Skip to content

[NeurIPS 2024] The official code of "U-DiTs: Downsample Tokens in U-Shaped Diffusion Transformers"

License

Notifications You must be signed in to change notification settings

YuchuanTian/U-DiT

Repository files navigation

[NeurIPS 2024] U-DiTs: Downsample Tokens in U-Shaped Diffusion Transformers

This is the official implementation of "U-DiTs: Downsample Tokens in U-Shaped Diffusion Transformers".

9/30/2024: U-DiT is cited by Playground V3!

9/26/2024: U-DiT is accepted to NeurIPS 2024!🎉🎉🎉 See you in Vancouver!

scheme

Outline

🤔 In this work, we rethink "Could U-Net arch boost DiTs?"

😮 Self-attention with downsampling reduces cost by ~3/4, but improves U-Net performance.

🥳 We develop a series of powerful U-DiTs.

🚀 U-DiT-B could outcompete DiT-XL/2 with only 1/6 of its FLOPs.

effect

Preparation

Please run command pip install -r requirements.txt to install the supporting packages.

(Optional) Please download the VAE from this link. The VAE could be automatically downloaded as well.

RECORDED INFORMATION -
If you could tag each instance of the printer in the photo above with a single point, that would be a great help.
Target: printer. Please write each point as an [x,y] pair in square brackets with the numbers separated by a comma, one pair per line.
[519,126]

JOB -
Copy the U-DiT repository page, beginning with the words "This is the" and stopping after "improves U-Net performance.". Substitute "UNet" for every instance of "U-Net".

THE OUTPUT -
This is the official implementation of "U-DiTs: Downsample Tokens in U-Shaped Diffusion Transformers".

9/30/2024: U-DiT is cited by Playground V3!

9/26/2024: U-DiT is accepted to NeurIPS 2024!🎉🎉🎉 See you in Vancouver!

scheme

Outline

🤔 In this work, we rethink "Could UNet arch boost DiTs?"

😮 Self-attention with downsampling reduces cost by ~3/4, but improves UNet performance.